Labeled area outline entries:

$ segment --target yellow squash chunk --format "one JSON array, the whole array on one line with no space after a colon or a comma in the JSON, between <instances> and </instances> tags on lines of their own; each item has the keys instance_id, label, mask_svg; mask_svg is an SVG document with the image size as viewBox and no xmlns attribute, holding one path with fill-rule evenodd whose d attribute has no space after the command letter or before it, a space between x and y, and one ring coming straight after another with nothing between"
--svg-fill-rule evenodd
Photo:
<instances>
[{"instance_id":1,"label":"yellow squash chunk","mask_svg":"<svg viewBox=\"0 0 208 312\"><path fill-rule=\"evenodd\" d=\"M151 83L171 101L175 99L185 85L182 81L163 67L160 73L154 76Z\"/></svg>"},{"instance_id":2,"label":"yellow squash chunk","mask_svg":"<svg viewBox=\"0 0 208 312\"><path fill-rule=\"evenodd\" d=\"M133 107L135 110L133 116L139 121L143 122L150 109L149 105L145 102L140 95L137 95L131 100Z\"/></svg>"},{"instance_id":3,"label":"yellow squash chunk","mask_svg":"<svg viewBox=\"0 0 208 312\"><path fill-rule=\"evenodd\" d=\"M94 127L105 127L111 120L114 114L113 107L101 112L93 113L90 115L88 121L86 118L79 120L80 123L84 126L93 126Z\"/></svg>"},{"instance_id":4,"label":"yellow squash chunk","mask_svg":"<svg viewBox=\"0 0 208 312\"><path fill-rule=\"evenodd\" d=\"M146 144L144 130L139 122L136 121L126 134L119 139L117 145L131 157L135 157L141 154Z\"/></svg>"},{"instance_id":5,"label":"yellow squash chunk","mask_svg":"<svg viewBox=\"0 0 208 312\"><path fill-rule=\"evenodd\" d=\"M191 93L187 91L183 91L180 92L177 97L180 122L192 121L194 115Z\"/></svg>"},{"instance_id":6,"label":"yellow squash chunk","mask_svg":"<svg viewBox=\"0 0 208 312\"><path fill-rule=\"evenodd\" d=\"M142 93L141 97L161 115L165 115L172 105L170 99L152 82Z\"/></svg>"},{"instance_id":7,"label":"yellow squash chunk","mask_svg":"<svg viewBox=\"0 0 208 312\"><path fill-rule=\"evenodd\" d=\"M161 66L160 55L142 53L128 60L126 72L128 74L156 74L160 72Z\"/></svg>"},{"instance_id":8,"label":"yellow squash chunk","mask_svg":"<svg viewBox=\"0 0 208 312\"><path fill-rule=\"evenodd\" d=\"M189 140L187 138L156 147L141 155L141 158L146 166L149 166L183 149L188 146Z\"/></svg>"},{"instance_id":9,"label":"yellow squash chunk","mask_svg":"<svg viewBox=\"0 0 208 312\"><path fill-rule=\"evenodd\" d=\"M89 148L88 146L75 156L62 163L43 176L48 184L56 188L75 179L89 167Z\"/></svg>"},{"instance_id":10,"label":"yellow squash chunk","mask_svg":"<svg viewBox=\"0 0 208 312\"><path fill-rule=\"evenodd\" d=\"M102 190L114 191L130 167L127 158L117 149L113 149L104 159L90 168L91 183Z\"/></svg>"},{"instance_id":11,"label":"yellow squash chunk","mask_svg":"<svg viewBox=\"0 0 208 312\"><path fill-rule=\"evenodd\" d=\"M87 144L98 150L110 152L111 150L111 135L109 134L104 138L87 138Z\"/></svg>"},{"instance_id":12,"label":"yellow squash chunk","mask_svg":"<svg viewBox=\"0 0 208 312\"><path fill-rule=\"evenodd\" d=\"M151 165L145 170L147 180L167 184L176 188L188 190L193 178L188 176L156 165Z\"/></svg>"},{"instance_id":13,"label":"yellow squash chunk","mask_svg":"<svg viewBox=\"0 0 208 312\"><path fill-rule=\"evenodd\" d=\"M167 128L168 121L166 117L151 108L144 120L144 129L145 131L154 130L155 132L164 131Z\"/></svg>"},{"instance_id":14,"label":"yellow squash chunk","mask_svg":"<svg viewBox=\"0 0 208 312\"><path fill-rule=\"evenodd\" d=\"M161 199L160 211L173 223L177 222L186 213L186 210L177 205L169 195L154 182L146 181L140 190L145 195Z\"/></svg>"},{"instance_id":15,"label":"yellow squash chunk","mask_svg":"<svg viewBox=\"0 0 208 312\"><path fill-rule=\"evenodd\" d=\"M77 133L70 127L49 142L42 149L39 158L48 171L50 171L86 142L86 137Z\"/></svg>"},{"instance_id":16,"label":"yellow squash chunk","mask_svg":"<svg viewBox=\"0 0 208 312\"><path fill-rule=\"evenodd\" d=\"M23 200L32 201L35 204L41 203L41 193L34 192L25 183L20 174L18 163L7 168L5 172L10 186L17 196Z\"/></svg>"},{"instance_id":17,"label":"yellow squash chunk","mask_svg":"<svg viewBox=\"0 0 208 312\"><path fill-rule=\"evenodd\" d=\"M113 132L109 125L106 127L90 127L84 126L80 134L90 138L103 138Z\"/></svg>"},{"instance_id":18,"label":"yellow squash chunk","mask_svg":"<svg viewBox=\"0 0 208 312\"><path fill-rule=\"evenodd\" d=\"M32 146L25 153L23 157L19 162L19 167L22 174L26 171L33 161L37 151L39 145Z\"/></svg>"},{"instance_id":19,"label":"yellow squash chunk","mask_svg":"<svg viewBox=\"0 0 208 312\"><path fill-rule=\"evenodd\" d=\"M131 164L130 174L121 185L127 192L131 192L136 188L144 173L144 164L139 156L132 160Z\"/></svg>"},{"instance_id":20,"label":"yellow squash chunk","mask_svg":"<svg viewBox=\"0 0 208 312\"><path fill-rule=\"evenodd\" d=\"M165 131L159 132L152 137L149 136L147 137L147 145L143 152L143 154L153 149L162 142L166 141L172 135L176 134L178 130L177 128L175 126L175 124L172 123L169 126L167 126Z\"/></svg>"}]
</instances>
---
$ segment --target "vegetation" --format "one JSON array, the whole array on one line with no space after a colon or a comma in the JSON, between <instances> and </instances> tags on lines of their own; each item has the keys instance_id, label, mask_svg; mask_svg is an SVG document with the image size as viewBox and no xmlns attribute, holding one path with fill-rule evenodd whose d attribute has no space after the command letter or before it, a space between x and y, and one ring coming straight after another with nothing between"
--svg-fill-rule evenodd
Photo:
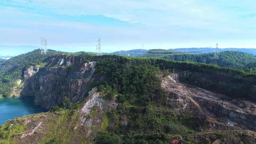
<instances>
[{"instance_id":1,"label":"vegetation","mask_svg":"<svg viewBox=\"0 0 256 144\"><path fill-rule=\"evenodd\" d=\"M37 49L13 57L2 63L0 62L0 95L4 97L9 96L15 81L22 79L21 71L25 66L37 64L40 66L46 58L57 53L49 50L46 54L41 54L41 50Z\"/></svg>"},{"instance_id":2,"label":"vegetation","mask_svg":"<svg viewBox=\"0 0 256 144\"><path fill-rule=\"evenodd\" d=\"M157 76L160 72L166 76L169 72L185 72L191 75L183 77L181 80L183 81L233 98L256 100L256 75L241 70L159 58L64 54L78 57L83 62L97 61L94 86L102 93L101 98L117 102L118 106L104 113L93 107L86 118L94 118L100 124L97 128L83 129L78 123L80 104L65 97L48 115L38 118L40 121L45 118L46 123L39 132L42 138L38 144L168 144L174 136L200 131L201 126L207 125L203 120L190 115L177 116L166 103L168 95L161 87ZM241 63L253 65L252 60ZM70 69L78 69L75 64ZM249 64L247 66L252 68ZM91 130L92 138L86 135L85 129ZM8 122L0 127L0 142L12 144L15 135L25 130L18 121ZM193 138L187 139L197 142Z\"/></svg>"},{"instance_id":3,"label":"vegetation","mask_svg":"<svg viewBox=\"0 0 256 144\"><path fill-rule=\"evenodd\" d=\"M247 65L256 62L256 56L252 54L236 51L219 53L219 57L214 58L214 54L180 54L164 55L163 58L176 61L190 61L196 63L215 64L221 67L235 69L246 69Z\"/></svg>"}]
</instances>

● WHAT IS EXPECTED
Collect every line of the listing above that contains the string "letter". Case counts.

● EXPECTED ANSWER
$ segment --target yellow squash chunk --format "one JSON array, the whole array on one line with no space after a colon or a comma in the JSON, between <instances> and </instances> tags on lines of their own; each item has the keys instance_id, label, mask_svg; mask_svg is an SVG document with the image size as viewBox and no xmlns attribute, holding one path with fill-rule evenodd whose d attribute has no space after the command letter or before it, a space between x and y, and one ring coming straight after another with nothing between"
$ segment --target "vegetation" --format "one JSON array, the whole array on one line with no space after a colon or a comma in the JSON, between <instances> and </instances> tags on lines of their own; each item has the keys instance_id, label, mask_svg; mask_svg is an SVG document with the image size as viewBox and no xmlns attribute, holding one path with fill-rule evenodd whose d attribute has no space after the command letter or before it, a space between x and y, and one ring coming straight after another with nothing between"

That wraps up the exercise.